▶ **BRIEF**: Present the data once more in exactly its original form.

▶ **STORED RECORDS**:
>> BEGIN

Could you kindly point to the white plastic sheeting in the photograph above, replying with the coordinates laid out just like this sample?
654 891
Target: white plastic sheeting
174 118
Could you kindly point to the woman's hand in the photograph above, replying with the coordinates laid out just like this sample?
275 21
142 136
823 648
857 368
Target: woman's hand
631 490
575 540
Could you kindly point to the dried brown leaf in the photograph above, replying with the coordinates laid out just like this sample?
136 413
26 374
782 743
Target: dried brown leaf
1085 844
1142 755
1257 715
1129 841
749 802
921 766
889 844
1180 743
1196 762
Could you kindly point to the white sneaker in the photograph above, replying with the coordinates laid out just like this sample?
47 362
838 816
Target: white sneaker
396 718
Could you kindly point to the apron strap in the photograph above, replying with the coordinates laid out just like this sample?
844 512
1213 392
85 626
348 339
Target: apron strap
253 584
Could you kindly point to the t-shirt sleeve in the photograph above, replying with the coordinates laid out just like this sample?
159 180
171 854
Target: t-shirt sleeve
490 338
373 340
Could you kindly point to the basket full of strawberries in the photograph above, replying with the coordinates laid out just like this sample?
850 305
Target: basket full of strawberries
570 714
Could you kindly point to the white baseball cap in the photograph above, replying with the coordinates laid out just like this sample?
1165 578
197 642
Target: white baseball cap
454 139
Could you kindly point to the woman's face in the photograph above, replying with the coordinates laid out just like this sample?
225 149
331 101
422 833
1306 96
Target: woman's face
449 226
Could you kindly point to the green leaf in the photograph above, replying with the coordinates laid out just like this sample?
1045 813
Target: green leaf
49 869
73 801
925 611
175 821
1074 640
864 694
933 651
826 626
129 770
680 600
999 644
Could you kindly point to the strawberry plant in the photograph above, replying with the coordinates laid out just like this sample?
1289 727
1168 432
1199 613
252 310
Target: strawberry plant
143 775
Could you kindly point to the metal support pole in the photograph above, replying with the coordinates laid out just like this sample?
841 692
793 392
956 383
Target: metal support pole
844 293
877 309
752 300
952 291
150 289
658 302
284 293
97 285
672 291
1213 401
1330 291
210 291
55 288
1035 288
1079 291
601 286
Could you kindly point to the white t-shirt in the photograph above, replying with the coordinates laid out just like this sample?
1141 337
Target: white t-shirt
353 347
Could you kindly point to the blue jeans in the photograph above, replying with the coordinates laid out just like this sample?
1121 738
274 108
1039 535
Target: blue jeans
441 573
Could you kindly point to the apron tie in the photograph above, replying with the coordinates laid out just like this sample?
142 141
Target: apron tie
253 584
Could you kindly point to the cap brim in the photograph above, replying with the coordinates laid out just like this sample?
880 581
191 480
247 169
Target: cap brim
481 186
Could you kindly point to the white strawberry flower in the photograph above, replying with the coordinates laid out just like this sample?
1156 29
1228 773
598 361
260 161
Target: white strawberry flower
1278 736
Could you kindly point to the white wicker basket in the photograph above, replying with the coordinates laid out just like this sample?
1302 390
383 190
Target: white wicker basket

>> END

▶ **WRITTEN ANSWER**:
Could you kindly point to the white plastic sheeting in the photograph above, replying with the coordinates laid out just like this sample?
654 891
Target: white plastic sheeting
174 118
Could you kindly point to the woman's hand in the photograph above, replying with the coordinates laid out just like this sample?
275 21
142 136
823 648
857 368
Target: woman's hand
631 490
575 540
Could you kindly point to the dried brown leaf in the photograph above, replying with the coordinates laid out just like this sample?
136 413
26 374
782 743
Target: dried brown leaf
1085 844
1142 755
1257 715
1129 841
749 802
921 766
889 844
1180 743
1196 762
Could you kindly point to the white sneaker in the photograph above, replying with the coordinates laid out just like this sample?
47 362
838 816
Target: white sneaker
396 718
Could you kindly point to the apron strap in the photograph above, replying with the coordinates laid out just like this sample?
844 512
1213 392
85 626
348 339
Target: apron strap
253 584
Could you kindly point to the t-shirt sleeve in the photograph above, replying with the coordinates laid out just like this sample?
159 180
171 854
Target: t-shirt sleeve
490 338
373 340
Could you kindly point to the basket full of strawberries in the photograph above, replying with the coordinates laid out just like this sample?
850 305
Target: basket full of strawberries
570 714
Could you kindly point to the white baseball cap in the photograph above, replying with the coordinates laid out just like this sample?
1165 578
197 642
Target: white baseball cap
454 139
Could you kindly point to the woman's face in the photograph above, replying with the coordinates laid out just like this sample?
225 149
331 101
422 833
1306 96
Target: woman's face
449 226
Could you kindly point to the green leaf in the photograph above, replying with the coordinates laid out just like this sample?
1045 813
Target: green leaf
49 869
73 801
925 611
175 821
1074 640
864 694
933 651
826 626
129 770
680 600
999 644
Could you kindly point to the strawberry plant in the photograph above, replying with the coordinates laid out just like this sample?
1289 727
1168 432
1199 613
252 310
Target: strawberry plant
143 775
Could you kindly point to the metal support pole in the photograph above, replying with the coordinates laid out just like this sample?
841 692
793 392
956 383
Target: metal support pole
844 293
877 309
752 300
952 291
150 289
658 302
284 293
97 285
672 291
1213 401
1330 291
210 291
55 288
1035 288
1079 291
601 286
Could you kindly point to the white t-shirt in the photograph above, replying with the coordinates laid out just like this sample?
1141 337
Target: white t-shirt
353 347
Could you kindly point to the blue jeans in the photograph above, replying with the coordinates laid out just like this sample?
1121 738
274 108
1039 535
Target: blue jeans
441 573
Could you kindly point to the apron tie in the photograph above, replying with the coordinates laid out just like this sample?
142 141
Target: apron tie
253 584
Could you kindly point to the cap brim in the photograph above, replying with the coordinates laid out just like this sample?
880 581
191 480
247 169
Target: cap brim
481 186
Could you kindly point to the white strawberry flower in the photograph above, replying with the coordinates laid out just like this sample?
1156 29
1228 773
598 361
260 161
Target: white strawberry flower
1278 736
Could you kindly point to the white wicker basket in the photograph above, replying with the coordinates laid out just like this sample?
1302 390
383 190
Target: white wicker basket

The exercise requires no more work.